* [GOAL OF THE EXERCISE]
Below are some records; return each one exactly as written.
========================
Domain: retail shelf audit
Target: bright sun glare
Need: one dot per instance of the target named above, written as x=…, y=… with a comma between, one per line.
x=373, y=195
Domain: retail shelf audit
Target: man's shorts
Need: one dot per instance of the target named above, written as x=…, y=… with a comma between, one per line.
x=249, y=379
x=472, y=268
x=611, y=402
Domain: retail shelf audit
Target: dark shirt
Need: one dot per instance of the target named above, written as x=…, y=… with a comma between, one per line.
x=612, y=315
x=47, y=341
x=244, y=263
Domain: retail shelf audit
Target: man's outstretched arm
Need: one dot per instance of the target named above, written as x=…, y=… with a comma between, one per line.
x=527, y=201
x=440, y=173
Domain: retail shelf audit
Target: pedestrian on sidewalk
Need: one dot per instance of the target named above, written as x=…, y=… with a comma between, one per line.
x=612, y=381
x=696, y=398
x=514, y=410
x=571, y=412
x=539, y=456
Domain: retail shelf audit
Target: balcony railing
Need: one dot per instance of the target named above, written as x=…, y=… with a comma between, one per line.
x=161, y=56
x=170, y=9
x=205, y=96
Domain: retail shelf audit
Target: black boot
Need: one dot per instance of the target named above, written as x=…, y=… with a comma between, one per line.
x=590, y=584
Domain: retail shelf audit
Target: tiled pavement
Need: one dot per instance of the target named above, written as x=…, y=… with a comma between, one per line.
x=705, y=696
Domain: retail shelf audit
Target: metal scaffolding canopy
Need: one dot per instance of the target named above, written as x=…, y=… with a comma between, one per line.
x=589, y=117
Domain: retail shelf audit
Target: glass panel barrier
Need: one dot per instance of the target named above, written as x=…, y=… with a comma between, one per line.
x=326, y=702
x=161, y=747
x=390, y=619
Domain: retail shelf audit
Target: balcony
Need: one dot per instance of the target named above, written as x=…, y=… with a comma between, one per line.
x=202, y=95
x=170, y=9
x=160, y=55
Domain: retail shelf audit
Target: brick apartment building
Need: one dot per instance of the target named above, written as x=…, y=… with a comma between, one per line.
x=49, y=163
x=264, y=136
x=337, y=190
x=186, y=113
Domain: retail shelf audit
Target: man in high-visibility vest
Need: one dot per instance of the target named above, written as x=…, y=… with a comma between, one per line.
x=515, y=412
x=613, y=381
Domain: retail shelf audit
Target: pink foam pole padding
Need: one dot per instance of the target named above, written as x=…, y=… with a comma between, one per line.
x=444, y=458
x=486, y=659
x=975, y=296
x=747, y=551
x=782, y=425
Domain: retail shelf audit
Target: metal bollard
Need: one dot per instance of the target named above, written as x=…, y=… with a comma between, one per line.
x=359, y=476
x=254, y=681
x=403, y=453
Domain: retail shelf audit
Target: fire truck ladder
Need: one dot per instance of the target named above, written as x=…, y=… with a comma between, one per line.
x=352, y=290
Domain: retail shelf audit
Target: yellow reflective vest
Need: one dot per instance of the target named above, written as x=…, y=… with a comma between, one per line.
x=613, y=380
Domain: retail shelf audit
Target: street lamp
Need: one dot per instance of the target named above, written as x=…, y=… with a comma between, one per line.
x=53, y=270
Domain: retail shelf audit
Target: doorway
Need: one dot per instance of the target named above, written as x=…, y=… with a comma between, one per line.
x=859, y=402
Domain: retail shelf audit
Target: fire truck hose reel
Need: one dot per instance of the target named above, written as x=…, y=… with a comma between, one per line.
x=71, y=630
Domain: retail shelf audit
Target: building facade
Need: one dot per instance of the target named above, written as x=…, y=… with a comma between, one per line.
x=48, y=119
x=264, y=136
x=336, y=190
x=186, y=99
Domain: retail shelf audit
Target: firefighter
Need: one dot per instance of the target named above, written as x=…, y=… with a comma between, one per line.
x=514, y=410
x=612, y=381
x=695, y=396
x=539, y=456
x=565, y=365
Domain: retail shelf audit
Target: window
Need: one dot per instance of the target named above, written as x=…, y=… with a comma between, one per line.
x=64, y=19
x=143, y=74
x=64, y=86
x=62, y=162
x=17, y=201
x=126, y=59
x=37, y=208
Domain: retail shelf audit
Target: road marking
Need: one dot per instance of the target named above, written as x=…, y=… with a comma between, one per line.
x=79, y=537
========================
* [RESULT]
Domain: retail shelf audit
Target: bright sun glare
Need: one dot per instance of the target named above, written as x=…, y=… with a comma between, one per line.
x=373, y=195
Domain: retail shelf audit
Target: man's shorts
Need: one dot per instance of the target named above, written as x=…, y=… with a comma between, one per line.
x=249, y=379
x=472, y=268
x=611, y=402
Domain: retail shelf audit
Target: dark shirt
Need: one dot per instance of the target named above, written as x=…, y=… with a comma between, one per line.
x=612, y=315
x=47, y=341
x=244, y=263
Domain: retail shelf audit
Target: man's outstretched arm
Need: one dot per instance of the target named above, written as x=…, y=… with a comma between, one per line.
x=527, y=201
x=440, y=173
Domain: retail shelf audit
Target: pedestrian on sidewalk
Need: one dot per instance of the target named above, written as x=…, y=… with a comma between, one per line.
x=612, y=381
x=696, y=398
x=514, y=410
x=571, y=412
x=539, y=456
Domain: retail shelf audit
Target: balcony railing
Need: one dot per instance of the target named above, written as x=…, y=… with a comma between, one per line.
x=161, y=56
x=170, y=9
x=205, y=96
Domain: retail shelf audit
Target: black boot
Need: one dot per instance of the target named above, written as x=…, y=… with a comma between, one per line.
x=590, y=584
Domain: retail shelf audit
Target: tiled pavement
Need: one dot per instance of the target named above, written as x=…, y=… with a comma between, one per line.
x=705, y=696
Domain: retail shelf audit
Target: metal scaffolding canopy
Need: one dot per instance of the target named above, written as x=…, y=… with a comma between, one per line.
x=589, y=117
Domain: retail shelf audit
Target: glass panel barrier
Need: one dot per instance of the target named above, written as x=…, y=… with a comma between, one per line.
x=326, y=702
x=161, y=747
x=390, y=619
Domain: retail shelf audit
Target: balcony
Need: one dot per instance of the target named above, written as x=…, y=… with a comma between, one per line.
x=202, y=95
x=170, y=9
x=160, y=55
Domain: retail shelf audit
Target: brick apartment building
Need: one dot per instance of the target named above, written as x=…, y=… with a comma between, one per line.
x=49, y=163
x=264, y=136
x=337, y=190
x=186, y=113
Domain: retail shelf audit
Target: man in high-visibility vest
Need: one dot per instance of the target named above, written as x=…, y=… with a comma between, one per line.
x=515, y=412
x=613, y=381
Domain: retail shelf audit
Target: pink foam pole padding
Need: one dot per instance of the target named above, written as x=…, y=… with a comma between, one per line.
x=444, y=458
x=486, y=659
x=975, y=296
x=747, y=551
x=782, y=425
Domain: retail shelf audit
Target: metal bollard
Need: one dot per instance of the target named above, written as x=…, y=… with a comma between, one per line.
x=359, y=476
x=254, y=681
x=403, y=453
Domain: retail shelf audit
Target: fire truck ladder
Need: one dot per instance of the target named above, written as x=…, y=… with a comma between, one per line.
x=352, y=290
Domain: retail shelf audit
Target: yellow reflective vest
Need: one dot per instance of the target named above, written as x=…, y=… with a comma between, one per line.
x=613, y=380
Domain: retail shelf audit
Target: street lamp
Need: one dot per instance of the target named above, written as x=…, y=… with a comma between, one per line.
x=53, y=270
Domain: retail shelf audit
Target: doorway
Need: one dot per instance of the target named above, written as x=…, y=… with a comma between, one per line.
x=859, y=402
Domain: retail shelf audit
Target: fire truck hose reel
Need: one dot per instance of the target named above, written as x=…, y=… with a comma between, one per line.
x=71, y=630
Domain: retail shelf audit
Target: building facade
Need: one dot per instance of the target named above, written as x=…, y=… with a comma between, one per line.
x=48, y=119
x=264, y=136
x=336, y=190
x=186, y=99
Domain: retail shelf audit
Target: firefighter
Need: one dot per instance of the target named above, written as x=…, y=… with a comma between, one per line.
x=514, y=410
x=612, y=381
x=695, y=396
x=539, y=456
x=565, y=365
Domain: retail shelf audit
Target: window
Need: one dot per instance of the target named above, written as x=…, y=… with a comma between, one per line.
x=64, y=19
x=143, y=74
x=64, y=86
x=62, y=162
x=17, y=201
x=126, y=59
x=37, y=208
Domain: retail shelf audit
Target: road marking
Need: one dot per instance of the target named above, written as x=…, y=… with a comma between, one per line.
x=79, y=537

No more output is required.